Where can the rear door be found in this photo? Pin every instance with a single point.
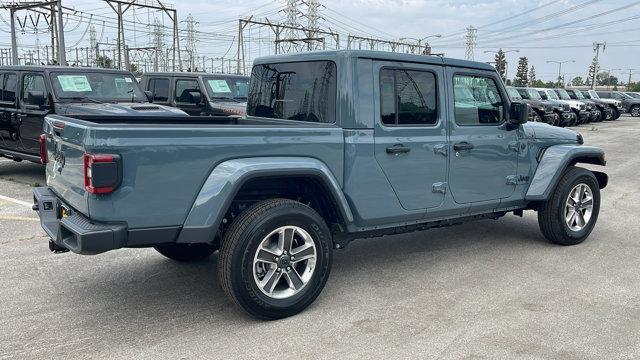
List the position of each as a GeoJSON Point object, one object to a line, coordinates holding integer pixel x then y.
{"type": "Point", "coordinates": [9, 120]}
{"type": "Point", "coordinates": [483, 151]}
{"type": "Point", "coordinates": [410, 132]}
{"type": "Point", "coordinates": [32, 115]}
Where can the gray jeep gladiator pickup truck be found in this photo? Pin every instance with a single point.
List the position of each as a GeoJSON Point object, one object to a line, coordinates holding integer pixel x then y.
{"type": "Point", "coordinates": [335, 146]}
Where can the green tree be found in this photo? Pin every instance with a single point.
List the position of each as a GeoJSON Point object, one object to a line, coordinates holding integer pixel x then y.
{"type": "Point", "coordinates": [104, 62]}
{"type": "Point", "coordinates": [577, 81]}
{"type": "Point", "coordinates": [522, 74]}
{"type": "Point", "coordinates": [532, 75]}
{"type": "Point", "coordinates": [501, 64]}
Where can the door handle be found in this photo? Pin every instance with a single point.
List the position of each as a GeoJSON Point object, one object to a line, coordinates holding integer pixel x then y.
{"type": "Point", "coordinates": [398, 149]}
{"type": "Point", "coordinates": [462, 146]}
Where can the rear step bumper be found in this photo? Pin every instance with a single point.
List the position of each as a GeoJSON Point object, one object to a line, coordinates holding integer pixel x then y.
{"type": "Point", "coordinates": [75, 231]}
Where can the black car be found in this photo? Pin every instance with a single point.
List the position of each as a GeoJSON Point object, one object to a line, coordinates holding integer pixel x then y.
{"type": "Point", "coordinates": [630, 104]}
{"type": "Point", "coordinates": [199, 94]}
{"type": "Point", "coordinates": [540, 110]}
{"type": "Point", "coordinates": [605, 110]}
{"type": "Point", "coordinates": [565, 116]}
{"type": "Point", "coordinates": [29, 93]}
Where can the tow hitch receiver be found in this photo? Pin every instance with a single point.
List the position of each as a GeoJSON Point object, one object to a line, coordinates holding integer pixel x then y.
{"type": "Point", "coordinates": [57, 249]}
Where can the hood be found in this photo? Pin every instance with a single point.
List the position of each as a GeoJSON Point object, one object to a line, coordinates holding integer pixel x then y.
{"type": "Point", "coordinates": [230, 107]}
{"type": "Point", "coordinates": [128, 109]}
{"type": "Point", "coordinates": [537, 130]}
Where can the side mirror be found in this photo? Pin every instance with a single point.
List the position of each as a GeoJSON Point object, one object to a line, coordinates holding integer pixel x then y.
{"type": "Point", "coordinates": [195, 97]}
{"type": "Point", "coordinates": [149, 95]}
{"type": "Point", "coordinates": [36, 98]}
{"type": "Point", "coordinates": [518, 115]}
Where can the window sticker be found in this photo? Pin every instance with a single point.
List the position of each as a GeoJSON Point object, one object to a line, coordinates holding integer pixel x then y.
{"type": "Point", "coordinates": [74, 83]}
{"type": "Point", "coordinates": [219, 86]}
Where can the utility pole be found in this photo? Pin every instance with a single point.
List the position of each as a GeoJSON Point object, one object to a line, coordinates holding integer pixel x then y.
{"type": "Point", "coordinates": [470, 42]}
{"type": "Point", "coordinates": [596, 48]}
{"type": "Point", "coordinates": [560, 69]}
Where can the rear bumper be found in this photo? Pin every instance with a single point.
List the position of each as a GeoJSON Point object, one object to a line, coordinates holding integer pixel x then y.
{"type": "Point", "coordinates": [76, 232]}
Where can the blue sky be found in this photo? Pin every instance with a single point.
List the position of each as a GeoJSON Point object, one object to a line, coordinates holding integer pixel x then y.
{"type": "Point", "coordinates": [541, 30]}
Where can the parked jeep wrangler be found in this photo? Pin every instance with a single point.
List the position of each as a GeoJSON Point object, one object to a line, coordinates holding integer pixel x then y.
{"type": "Point", "coordinates": [336, 145]}
{"type": "Point", "coordinates": [199, 94]}
{"type": "Point", "coordinates": [29, 93]}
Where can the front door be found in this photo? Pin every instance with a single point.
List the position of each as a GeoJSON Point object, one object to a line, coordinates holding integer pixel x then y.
{"type": "Point", "coordinates": [410, 132]}
{"type": "Point", "coordinates": [483, 159]}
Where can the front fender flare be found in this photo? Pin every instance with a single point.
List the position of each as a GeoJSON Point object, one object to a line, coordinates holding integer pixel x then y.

+++

_Aim_
Extract all the entries word for word; omit any pictures.

_Full output_
Where can the rear door be found in this photo? Pin every instance with a single point.
List the position of each as a GeoJSON Point object, one object to a line, coordinates holding integer pixel x then y.
{"type": "Point", "coordinates": [9, 120]}
{"type": "Point", "coordinates": [483, 151]}
{"type": "Point", "coordinates": [410, 132]}
{"type": "Point", "coordinates": [32, 115]}
Where can the gray jeep gladiator pickup truck be found in this photo? Pin every instance with a single point.
List the position of each as a GeoJSON Point object, one object to a line, coordinates holding integer pixel x then y.
{"type": "Point", "coordinates": [335, 146]}
Where can the green tree be found in this photo? Pin every instance with a single point.
List the position of each as a GeoJSON Point object, one object to a line, coordinates holding integer pixel x then y.
{"type": "Point", "coordinates": [104, 62]}
{"type": "Point", "coordinates": [577, 81]}
{"type": "Point", "coordinates": [522, 74]}
{"type": "Point", "coordinates": [532, 75]}
{"type": "Point", "coordinates": [501, 64]}
Where can the door handle be found in this photo? Pin every instance with a single point.
List the position of each as a GeoJSON Point object, one object to a line, coordinates holding integer pixel x then y.
{"type": "Point", "coordinates": [398, 149]}
{"type": "Point", "coordinates": [462, 146]}
Where can the rear step bumper be found in this photo? Pin every instance with a single point.
List the position of each as a GeoJSON Point object, one object to a line, coordinates holding integer pixel x then y.
{"type": "Point", "coordinates": [75, 231]}
Where can the black car be found in this photo? Pin every instance with a single point.
List the position of each as a GeoJSON Point object, one object to a line, coordinates holding integer pixel x then y.
{"type": "Point", "coordinates": [630, 104]}
{"type": "Point", "coordinates": [199, 94]}
{"type": "Point", "coordinates": [540, 110]}
{"type": "Point", "coordinates": [605, 110]}
{"type": "Point", "coordinates": [565, 116]}
{"type": "Point", "coordinates": [29, 93]}
Where can the tow hitch receiver be found in this photo? Pin every instance with a single point.
List the position of each as a GeoJSON Point object, one object to a line, coordinates holding integer pixel x then y.
{"type": "Point", "coordinates": [57, 249]}
Where can the hood be found in this photo? Pin every instance with a single point.
List the position of each as a GeoJSON Point object, one object to a line, coordinates holding integer pixel x then y.
{"type": "Point", "coordinates": [230, 107]}
{"type": "Point", "coordinates": [128, 109]}
{"type": "Point", "coordinates": [537, 130]}
Where can the side mirror be found in this photo? Pin every instance with a single point.
List the position of each as a GeoJSON Point object, one object to a line, coordinates holding integer pixel x then y.
{"type": "Point", "coordinates": [195, 97]}
{"type": "Point", "coordinates": [149, 95]}
{"type": "Point", "coordinates": [36, 98]}
{"type": "Point", "coordinates": [518, 115]}
Where can the window sticker be found in this photo? Pin every instance with a single point.
List the position of each as a GeoJSON Point object, one object to a line, coordinates holding integer pixel x then y.
{"type": "Point", "coordinates": [74, 83]}
{"type": "Point", "coordinates": [219, 86]}
Where can the utility pole be found in this photo? Pin every instance with a single point.
List the position of each as a GeoJSON Point object, one object to a line, coordinates holding integer pixel x then y.
{"type": "Point", "coordinates": [470, 42]}
{"type": "Point", "coordinates": [596, 48]}
{"type": "Point", "coordinates": [560, 69]}
Where can the rear bumper be found in this photo? Pin every instance with a single point.
List the position of each as a GeoJSON Point object, one object to a line, coordinates holding integer pixel x then y.
{"type": "Point", "coordinates": [76, 232]}
Where can the blue sky be found in this photo? Pin every instance with a single point.
List the position of each as a GeoJSON Point object, one object to a line, coordinates holding integer pixel x then y.
{"type": "Point", "coordinates": [541, 30]}
Where can the parked jeep wrangler be found in this photo? Pin every instance with a single point.
List the position of each as a GeoJSON Point object, one object to a line, coordinates holding integer pixel x then y.
{"type": "Point", "coordinates": [336, 145]}
{"type": "Point", "coordinates": [199, 94]}
{"type": "Point", "coordinates": [29, 93]}
Where can the front door be found in this photo? Pin every instance with a single point.
List the position of each as a GeoJSON Point object, one object to a line, coordinates holding integer pixel x then y.
{"type": "Point", "coordinates": [410, 132]}
{"type": "Point", "coordinates": [483, 159]}
Where can the front fender flare be found in this photo? Pin every instance with a single point.
List the position of each as a GeoJSON Point object, one object to a line, coordinates holding integer pixel x then y.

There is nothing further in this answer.